=== BRIEF 1 ===
Report how many lines of the records contain the string "instance", treating uppercase and lowercase as different. Give only the number.

=== DOCUMENT EXTRACT ===

2.2           At the time any Collateral becomes, or is represented to be, subject to
a security interest in favor of Bank, Debtor shall be deemed to have warranted
that: (a) Debtor is the lawful owner of the Collateral and has the right and
authority to subject it to a security interest granted to Bank; (b) none
of the Collateral is subject to any security interest other than that in favor
of Bank; (c) there are no financing statements on file, other than in favor
of Bank; (d) no person, other than Bank, has possesion or control (as
defined in the Uniform Commercial Code) of any Collateral of such nature that
perfection of a security interest may be accomplished by control; and (e) Debtor
acquired its rights in the Collateral in the ordinary course of its business.

 

2.3           Debtor will keep the Collateral free at all times from all claims,
liens, security interests and encumbrances other than those in favor of Bank.
Debtor will not, without the prior written consent of Bank, sell, transfer or lease,
or permit to be sold, transferred or leased, any or all of the Collateral,
except (where Inventory is pledged as Collateral) for Inventory in the ordinary
course of its business and will not return any Inventory to its supplier. Bank
or its representatives may at all reasonable times inspect the Collateral and
may enter upon all premises where the Collateral is kept or might be located.

 

2.4           Debtor will do all acts and will execute or cause to be executed all
writings requested by Bank to establish, maintain and continue an exclusive,
perfected and first security interest of Bank in the Collateral. Debtor agrees
that Bank has no obligation to acquire or perfect any lien on or security
interest in any asset(s), whether realty or personalty, to secure payment of
the Indebtedness, and Debtor is not relying upon assets in which the Bank may
have a lien or security interest for payment of the Indebtedness.

 

2.5           Debtor will pay within the time that they can be paid without interest
or penalty all taxes, assessments and similar charges which at any time are or
may become a lien, charge, or encumbrance upon any Collateral, except to the
extent contested in good faith and bonded in a manner satisfactory to Bank. If
Debtor fails to pay any of these taxes, assessments, or other charges in the
time provided above, Bank has the option (but not the obligation)  to do so and Debtor agrees to repay all
amounts so expended by Bank immediately upon demand, together with interest at
the highest lawful default rate which could be charged by Bank on any
Indebtedness.

=== RECORDS TO USE ===

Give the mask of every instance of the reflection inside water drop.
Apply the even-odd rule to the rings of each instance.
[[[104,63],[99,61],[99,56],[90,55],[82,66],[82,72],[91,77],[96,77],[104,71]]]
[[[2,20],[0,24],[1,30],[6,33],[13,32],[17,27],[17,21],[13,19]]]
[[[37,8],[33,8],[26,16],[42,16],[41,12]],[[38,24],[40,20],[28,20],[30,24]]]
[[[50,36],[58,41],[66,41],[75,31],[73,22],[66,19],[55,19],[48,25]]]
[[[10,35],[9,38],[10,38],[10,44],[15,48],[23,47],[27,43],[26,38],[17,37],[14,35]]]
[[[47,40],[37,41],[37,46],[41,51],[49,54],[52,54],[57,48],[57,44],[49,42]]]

===
=== RECORDS TO USE ===

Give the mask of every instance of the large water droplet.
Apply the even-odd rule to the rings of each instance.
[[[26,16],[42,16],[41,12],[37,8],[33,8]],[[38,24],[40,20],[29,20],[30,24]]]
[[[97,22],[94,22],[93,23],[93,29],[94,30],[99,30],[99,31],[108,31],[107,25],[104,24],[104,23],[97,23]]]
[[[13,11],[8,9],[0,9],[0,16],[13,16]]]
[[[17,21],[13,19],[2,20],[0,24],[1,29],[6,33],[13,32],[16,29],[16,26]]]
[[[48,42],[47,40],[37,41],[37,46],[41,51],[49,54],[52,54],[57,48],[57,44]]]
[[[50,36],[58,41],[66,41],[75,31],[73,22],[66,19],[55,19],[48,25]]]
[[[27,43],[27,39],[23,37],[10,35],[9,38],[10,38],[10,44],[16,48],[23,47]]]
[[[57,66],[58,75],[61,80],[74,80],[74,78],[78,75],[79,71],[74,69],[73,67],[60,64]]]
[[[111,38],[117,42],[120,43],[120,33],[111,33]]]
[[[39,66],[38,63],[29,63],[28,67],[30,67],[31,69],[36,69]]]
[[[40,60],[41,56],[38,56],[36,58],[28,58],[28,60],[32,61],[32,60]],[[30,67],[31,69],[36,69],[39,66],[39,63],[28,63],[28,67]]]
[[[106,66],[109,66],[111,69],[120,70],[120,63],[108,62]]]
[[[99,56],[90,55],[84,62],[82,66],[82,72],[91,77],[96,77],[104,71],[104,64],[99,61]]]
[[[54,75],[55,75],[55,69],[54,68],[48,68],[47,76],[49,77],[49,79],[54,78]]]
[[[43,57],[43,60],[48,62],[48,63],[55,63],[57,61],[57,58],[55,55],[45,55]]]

===

=== BRIEF 2 ===
From the collateral provisions above, extract the passage that begins at the words "Debtor will not, without" and stops after the words "might be located.".

=== WRITTEN SOLUTION 1 ===
4

=== WRITTEN SOLUTION 2 ===
Debtor will not, without the prior written consent of Bank, sell, transfer or lease,
or permit to be sold, transferred or leased, any or all of the Collateral,
except (where Inventory is pledged as Collateral) for Inventory in the ordinary
course of its business and will not return any Inventory to its supplier. Bank
or its representatives may at all reasonable times inspect the Collateral and
may enter upon all premises where the Collateral is kept or might be located.